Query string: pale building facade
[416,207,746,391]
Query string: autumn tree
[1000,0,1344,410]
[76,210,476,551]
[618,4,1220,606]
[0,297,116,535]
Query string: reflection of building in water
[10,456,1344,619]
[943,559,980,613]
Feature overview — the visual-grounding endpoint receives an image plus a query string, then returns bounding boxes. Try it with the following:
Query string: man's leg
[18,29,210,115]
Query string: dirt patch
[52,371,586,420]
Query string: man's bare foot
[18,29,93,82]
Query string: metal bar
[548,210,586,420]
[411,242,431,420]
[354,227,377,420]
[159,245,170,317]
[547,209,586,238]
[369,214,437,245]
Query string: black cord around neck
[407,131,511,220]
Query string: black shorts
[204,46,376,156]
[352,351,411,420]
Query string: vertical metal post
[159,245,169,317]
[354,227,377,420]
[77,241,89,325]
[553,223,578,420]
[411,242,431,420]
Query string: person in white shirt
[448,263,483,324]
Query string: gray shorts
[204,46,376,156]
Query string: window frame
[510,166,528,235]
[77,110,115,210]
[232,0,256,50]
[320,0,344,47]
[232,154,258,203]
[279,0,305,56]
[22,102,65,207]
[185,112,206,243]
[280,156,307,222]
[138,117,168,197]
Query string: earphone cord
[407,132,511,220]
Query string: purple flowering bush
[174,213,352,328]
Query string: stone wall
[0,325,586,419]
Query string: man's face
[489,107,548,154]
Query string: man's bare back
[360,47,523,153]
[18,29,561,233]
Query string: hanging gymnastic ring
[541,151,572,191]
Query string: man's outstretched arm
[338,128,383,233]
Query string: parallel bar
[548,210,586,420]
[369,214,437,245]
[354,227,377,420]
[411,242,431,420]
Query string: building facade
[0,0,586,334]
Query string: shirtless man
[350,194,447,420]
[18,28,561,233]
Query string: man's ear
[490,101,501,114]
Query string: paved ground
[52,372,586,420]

● ● ●

上記のレコードの全行で「metal」を「steel」に置き換えて更新しなさい。それ以外の部分は変えないこと。

** 演習結果 **
Query string: pale building facade
[416,207,746,391]
Query string: autumn tree
[1000,0,1344,410]
[76,210,476,551]
[618,4,1220,606]
[0,297,116,535]
Query string: reflection of building in water
[10,456,1344,619]
[943,559,980,613]
Feature overview — the visual-grounding endpoint receives an image plus a query string, then returns bounding boxes. Try it with the following:
Query string: man's leg
[18,29,210,115]
Query string: dirt patch
[52,371,586,420]
Query string: man's bare foot
[18,29,93,82]
Query string: steel bar
[548,210,586,420]
[411,242,431,420]
[354,227,377,420]
[159,245,170,317]
[547,209,586,238]
[369,214,437,245]
Query string: black cord around neck
[407,131,511,220]
Query string: black shorts
[204,46,376,156]
[352,351,411,420]
Query string: vertical steel post
[159,245,169,317]
[354,227,377,420]
[77,241,89,325]
[553,223,578,420]
[411,242,431,420]
Query string: person in white shirt
[448,263,483,324]
Query string: gray shorts
[204,46,376,156]
Query string: window frame
[510,166,528,235]
[77,110,115,210]
[232,0,256,50]
[320,0,344,47]
[232,154,258,203]
[279,0,305,56]
[22,102,65,207]
[185,112,206,243]
[280,156,307,222]
[138,117,168,197]
Query string: earphone cord
[407,132,511,220]
Query string: purple flowering bush
[174,213,352,328]
Query string: stone wall
[0,325,586,419]
Query string: man's face
[489,107,548,154]
Query string: man's bare back
[360,47,523,153]
[18,29,561,233]
Query string: hanging gymnastic ring
[541,151,572,191]
Query string: man's outstretched arm
[338,128,383,233]
Query string: parallel bar
[548,210,586,420]
[369,214,437,245]
[354,227,377,420]
[411,242,431,420]
Query string: building facade
[0,0,586,334]
Query string: shirtless man
[350,194,447,420]
[18,28,561,233]
Query string: man's ear
[490,101,501,114]
Query string: paved ground
[52,372,586,420]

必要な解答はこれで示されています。